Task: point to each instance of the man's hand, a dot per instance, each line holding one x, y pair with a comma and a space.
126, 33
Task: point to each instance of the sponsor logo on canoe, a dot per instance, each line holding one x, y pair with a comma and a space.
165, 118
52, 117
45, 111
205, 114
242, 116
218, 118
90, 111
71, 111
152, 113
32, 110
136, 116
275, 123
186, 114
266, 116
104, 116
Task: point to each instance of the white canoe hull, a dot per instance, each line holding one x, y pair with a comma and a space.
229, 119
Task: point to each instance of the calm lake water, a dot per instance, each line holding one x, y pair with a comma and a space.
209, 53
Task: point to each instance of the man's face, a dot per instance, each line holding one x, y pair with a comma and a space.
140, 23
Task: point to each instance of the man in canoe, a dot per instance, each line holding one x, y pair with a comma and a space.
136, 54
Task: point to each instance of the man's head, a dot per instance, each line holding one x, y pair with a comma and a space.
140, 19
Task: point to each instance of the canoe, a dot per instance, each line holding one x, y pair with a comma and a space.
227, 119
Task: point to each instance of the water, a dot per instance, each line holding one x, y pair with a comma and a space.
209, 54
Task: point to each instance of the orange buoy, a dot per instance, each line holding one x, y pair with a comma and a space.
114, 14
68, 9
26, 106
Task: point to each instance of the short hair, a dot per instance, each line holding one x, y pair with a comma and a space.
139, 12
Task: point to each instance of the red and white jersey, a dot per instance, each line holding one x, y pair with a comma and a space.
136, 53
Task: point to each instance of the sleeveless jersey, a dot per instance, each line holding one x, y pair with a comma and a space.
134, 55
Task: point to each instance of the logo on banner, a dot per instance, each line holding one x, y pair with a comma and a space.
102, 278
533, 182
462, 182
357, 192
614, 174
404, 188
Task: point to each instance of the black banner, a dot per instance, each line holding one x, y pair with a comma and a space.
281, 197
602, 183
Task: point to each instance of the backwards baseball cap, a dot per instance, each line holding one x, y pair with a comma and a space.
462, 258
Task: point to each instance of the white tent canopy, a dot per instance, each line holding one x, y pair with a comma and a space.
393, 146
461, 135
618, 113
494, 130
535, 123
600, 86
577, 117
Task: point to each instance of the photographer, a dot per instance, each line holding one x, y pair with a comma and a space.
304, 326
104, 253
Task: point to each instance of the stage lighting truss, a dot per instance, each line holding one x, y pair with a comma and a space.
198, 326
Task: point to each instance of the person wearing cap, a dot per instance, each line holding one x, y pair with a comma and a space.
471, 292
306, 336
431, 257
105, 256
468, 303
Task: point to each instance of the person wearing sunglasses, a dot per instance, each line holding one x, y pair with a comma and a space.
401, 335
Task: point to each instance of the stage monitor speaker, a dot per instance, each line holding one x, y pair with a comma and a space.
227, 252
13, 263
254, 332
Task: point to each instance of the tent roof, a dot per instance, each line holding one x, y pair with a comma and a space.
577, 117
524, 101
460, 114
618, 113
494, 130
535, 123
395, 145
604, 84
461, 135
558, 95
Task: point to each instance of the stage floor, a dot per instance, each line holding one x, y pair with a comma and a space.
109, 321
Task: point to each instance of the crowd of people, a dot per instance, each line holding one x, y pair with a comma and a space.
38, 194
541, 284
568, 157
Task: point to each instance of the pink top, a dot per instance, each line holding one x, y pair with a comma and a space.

....

### [Exercise objective]
Output all of the data above without any alteration.

### [Result for this exercise]
Task: point to each instance of the man's hand, a dot per instance, each line holding one x, y pair with a comma and a space.
126, 33
Task: point to each instance of the sponsor logo on canoe, a dot per instance, each line holding one x, y pair with a comma and a space.
165, 118
52, 117
45, 111
205, 114
242, 116
218, 118
90, 111
71, 111
152, 113
32, 110
136, 116
275, 123
186, 114
266, 116
104, 116
Task: point to each instance of the white canoe hull, a dot per instance, each line holding one x, y pair with a comma and a space.
229, 119
Task: point to each instance of the calm lake water, a dot per instance, each line holding one x, y pair with a comma and a space.
209, 53
Task: point to each instance of the man's face, a dot per instance, each line holding one x, y pair with a comma and a space.
140, 23
Task: point to each instance of the man in canoe, a dot per instance, each line holding one x, y pair with a comma and a space.
136, 54
Task: point to each instance of the man's head, a dot per instance, each line holding one x, y pair with a comma and a space.
140, 19
Task: point to each instance of the canoe, a dot per instance, each line holding one x, y pair with a comma and a space.
227, 119
Task: point to each instance of the water, a dot per instance, each line holding one x, y pair with a comma and a space.
209, 54
Task: point to each instance of the orange buoy, a dot per instance, each line holding one x, y pair with a comma and a space.
114, 14
68, 9
26, 106
Task: point to each instance of the short hair, a dot per instance, each line holding one x, y pair with a comma and a space.
139, 12
Task: point to each instance of the red and white jersey, a dot per instance, each line holding one x, y pair with a comma and a space.
136, 53
Task: point to each instance of the sleeveless jersey, a dot per instance, each line holding one x, y pair with a comma and a space.
134, 55
Task: point to each instance of the logo on banner, a dot per instance, each line holding one x, y pair with a comma and a space.
102, 278
533, 182
462, 182
357, 192
614, 174
404, 188
Task: point to each instance of the black banner, a dot per instance, each line holding one x, y pair with a comma and a space.
281, 197
602, 183
Task: point to each instance of the backwards baseball cap, a dot per instance, each line holding one x, y pair with a comma and a space.
462, 258
Task: point to each instance of the white tent canopy, a dot per instance, each line holding one x, y pair with a comma and a space.
393, 146
461, 135
618, 113
494, 130
535, 123
600, 86
577, 117
Task: point to each instance of the photographer, a dot per instance, each line holding one x, y pair with a comma and a space.
304, 326
104, 253
Task: point to each instance of the stage lighting truss, a dot per instance, each line holding one x, y pair with a comma and a space.
198, 326
Task: point to each instance of the person wearing cap, a dot per instance, each line holding one x, y pair with a comma and a space.
471, 292
306, 336
431, 257
105, 256
468, 303
Task: point to each instance of the person wearing sunglasses, a dot per instance, each line holding one x, y pair with a comma and a space.
401, 335
Task: point to each instance of the stage monitor speaker, a dot per instance, each line holding one x, y pair with a comma and a space.
227, 252
13, 263
254, 332
Task: point to each instance of the tent roof, a dot per instance, each line holding one x, y pair with a comma and a space.
577, 117
524, 101
460, 114
618, 113
494, 130
535, 123
395, 145
604, 84
461, 135
558, 95
Task: point to each instance of the stage floor, a dot per instance, each line holding one x, y pair with a comma and a space.
109, 321
Task: point to each instance of the crowd of people, a dot per instance, each line holding one x, y pair with a comma and a space.
38, 194
541, 284
568, 157
Task: point to each instance of the pink top, a dot per instance, each line holding one x, y pair with a comma and a space.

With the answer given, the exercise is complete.